EXERCISE GOAL
Nothing in the records should differ when they are repeated. Restate them word for word.

THE DATA
● ● ● ● ● ● ●

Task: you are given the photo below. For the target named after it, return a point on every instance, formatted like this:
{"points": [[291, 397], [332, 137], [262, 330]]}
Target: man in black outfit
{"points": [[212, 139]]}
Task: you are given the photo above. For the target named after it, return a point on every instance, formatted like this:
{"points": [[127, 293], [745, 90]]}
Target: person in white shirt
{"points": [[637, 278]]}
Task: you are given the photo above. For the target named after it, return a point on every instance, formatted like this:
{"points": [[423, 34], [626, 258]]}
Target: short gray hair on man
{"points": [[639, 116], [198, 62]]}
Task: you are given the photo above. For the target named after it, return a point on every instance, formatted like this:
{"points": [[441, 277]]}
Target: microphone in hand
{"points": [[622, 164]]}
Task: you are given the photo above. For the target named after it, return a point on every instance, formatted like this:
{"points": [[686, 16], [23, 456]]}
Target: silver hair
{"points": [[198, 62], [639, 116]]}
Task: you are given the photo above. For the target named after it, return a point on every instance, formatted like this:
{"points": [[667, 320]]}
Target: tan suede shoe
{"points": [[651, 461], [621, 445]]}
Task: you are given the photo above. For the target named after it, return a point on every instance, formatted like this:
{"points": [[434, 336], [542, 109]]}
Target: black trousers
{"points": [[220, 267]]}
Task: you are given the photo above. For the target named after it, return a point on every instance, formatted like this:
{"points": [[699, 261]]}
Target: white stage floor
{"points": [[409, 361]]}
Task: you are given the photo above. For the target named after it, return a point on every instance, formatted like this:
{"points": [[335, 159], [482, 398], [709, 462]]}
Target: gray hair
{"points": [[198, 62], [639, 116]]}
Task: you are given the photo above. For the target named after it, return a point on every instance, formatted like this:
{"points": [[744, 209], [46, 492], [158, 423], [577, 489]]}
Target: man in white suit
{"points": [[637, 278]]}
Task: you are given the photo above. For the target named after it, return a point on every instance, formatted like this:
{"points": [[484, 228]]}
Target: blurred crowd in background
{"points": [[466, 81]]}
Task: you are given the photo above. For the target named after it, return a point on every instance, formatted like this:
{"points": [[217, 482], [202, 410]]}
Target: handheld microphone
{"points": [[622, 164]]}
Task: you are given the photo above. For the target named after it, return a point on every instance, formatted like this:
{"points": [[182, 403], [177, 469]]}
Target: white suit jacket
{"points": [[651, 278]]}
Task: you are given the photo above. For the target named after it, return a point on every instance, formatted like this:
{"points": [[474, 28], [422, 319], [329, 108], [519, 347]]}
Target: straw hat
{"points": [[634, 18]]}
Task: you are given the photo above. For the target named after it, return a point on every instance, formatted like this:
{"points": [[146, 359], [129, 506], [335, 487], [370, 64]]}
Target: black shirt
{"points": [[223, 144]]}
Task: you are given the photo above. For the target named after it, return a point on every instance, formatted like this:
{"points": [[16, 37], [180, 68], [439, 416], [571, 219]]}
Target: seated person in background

● ● ● ● ● ● ●

EXPECTED ANSWER
Task: you are given the photo below. For the target named after it, return a point on every instance, formatted like this:
{"points": [[291, 397], [332, 137], [262, 330]]}
Target: man in black outfit
{"points": [[212, 139]]}
Task: you are given the photo above. For the target named after it, return a point on every instance, formatted like this:
{"points": [[127, 293], [745, 90]]}
Target: person in white shirt
{"points": [[637, 278]]}
Task: you are given the photo above. For the target named after it, return a point on every instance, formatted like this:
{"points": [[423, 34], [626, 258]]}
Target: short gray hair on man
{"points": [[639, 116], [198, 62]]}
Task: you are given the photo above. For the target named after it, return a point on every instance, formatted like this:
{"points": [[441, 277]]}
Target: microphone in hand
{"points": [[622, 164]]}
Task: you are given the photo above. For the target named after it, return a point on every instance, formatted like this:
{"points": [[686, 16], [23, 456]]}
Target: silver hair
{"points": [[198, 62], [639, 116]]}
Task: you are given the photo above. For the target named after it, return a point on every instance, formatted like this:
{"points": [[667, 320]]}
Target: tan suede shoe
{"points": [[651, 461], [621, 445]]}
Task: you are given the photo above. For the target named after it, return a point on every instance, formatted like this:
{"points": [[434, 336], [542, 109]]}
Target: black trousers
{"points": [[220, 267]]}
Task: you are given the photo above. For the target named after it, return a point on every instance, formatted like this:
{"points": [[699, 261]]}
Target: white stage floor
{"points": [[409, 361]]}
Task: you are given the photo above. For the target named after it, return a point on every instance, formatted like this:
{"points": [[335, 159], [482, 398], [709, 462]]}
Target: gray hair
{"points": [[198, 62], [639, 116]]}
Task: you are given the photo above. For the target named after it, return a point on every instance, formatted like this:
{"points": [[744, 209], [46, 492], [158, 423], [577, 489]]}
Target: man in white suit
{"points": [[637, 278]]}
Task: you are given the photo above. For the target named after it, return a point on every instance, formatted like this:
{"points": [[484, 228]]}
Target: blurred crowd in background
{"points": [[466, 81]]}
Task: you are given the photo above. For the target named after it, return a point on every instance, formatted like this:
{"points": [[217, 482], [202, 410]]}
Target: handheld microphone
{"points": [[622, 164]]}
Task: you are given the photo above. For the target named after it, return a point on every instance, formatted like this:
{"points": [[182, 403], [177, 469]]}
Target: white suit jacket
{"points": [[651, 278]]}
Task: you are given the photo above. For the target named after it, return a point on every instance, formatted like this:
{"points": [[474, 28], [422, 319], [329, 108], [519, 347]]}
Target: straw hat
{"points": [[634, 18]]}
Task: you are given the photo above. For the target named after it, return a point on every instance, formatted like this:
{"points": [[146, 359], [129, 506], [335, 487], [370, 64]]}
Target: black shirt
{"points": [[223, 144]]}
Task: you are given the photo above. For the target named after it, return a point on every instance, formatted like this:
{"points": [[16, 37], [180, 68], [439, 416], [571, 219]]}
Target: seated person in background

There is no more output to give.